▶ **TASK OBJECTIVE**
Your reply should consist only of the lines from the one with "# body names" through the end of the entries, transcribed exactly. Pictures stay out.
-- DATASET EXCERPTS follows --
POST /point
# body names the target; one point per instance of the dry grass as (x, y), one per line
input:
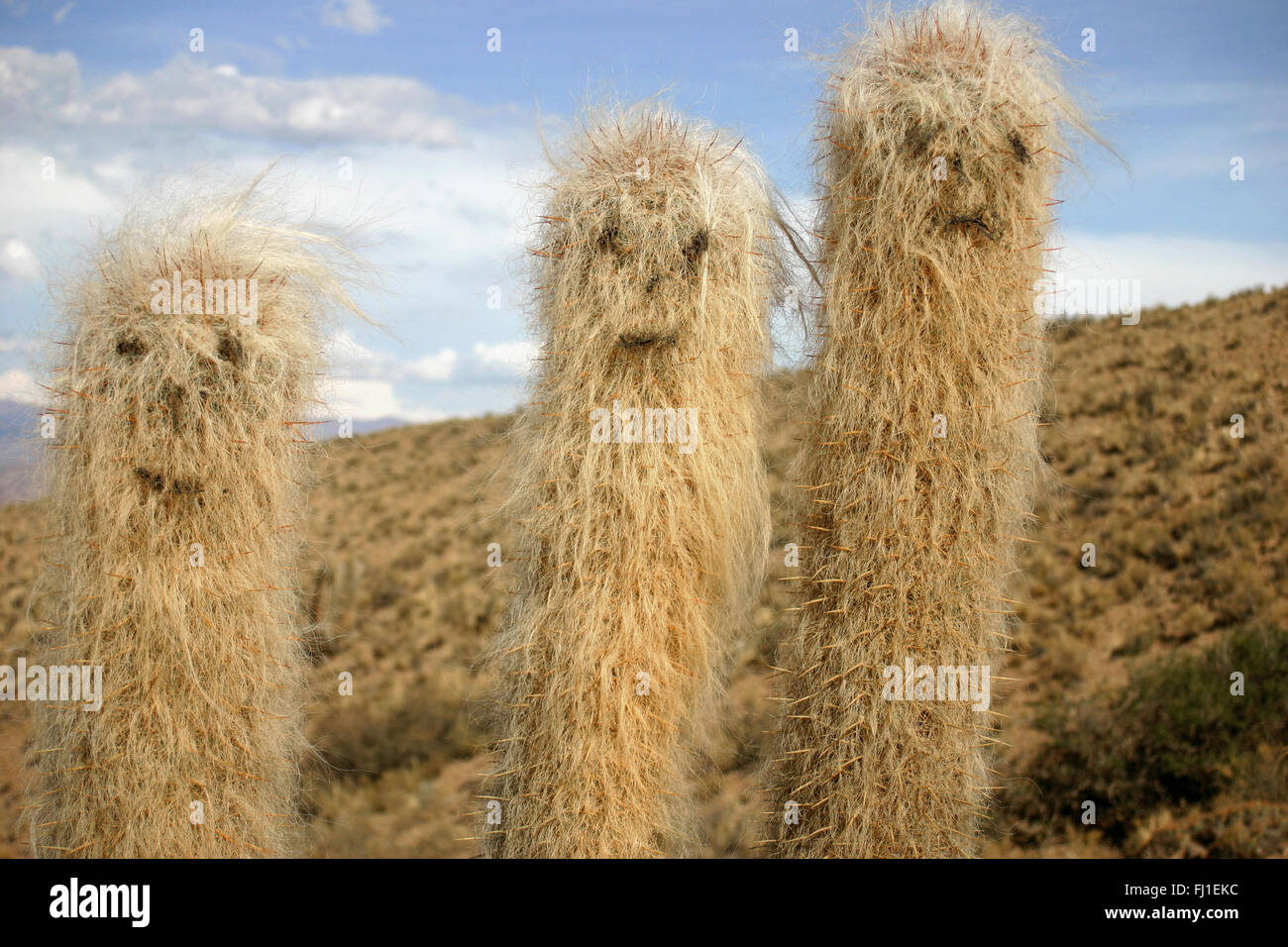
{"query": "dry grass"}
(941, 140)
(635, 561)
(180, 429)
-- DATASET EXCERPTS concluded --
▶ **SOLUTION FOR THIS EXERCISE**
# body names the target; one point per instance of the dry grass as (x, y), one per line
input:
{"query": "dry grass"}
(941, 140)
(635, 561)
(180, 429)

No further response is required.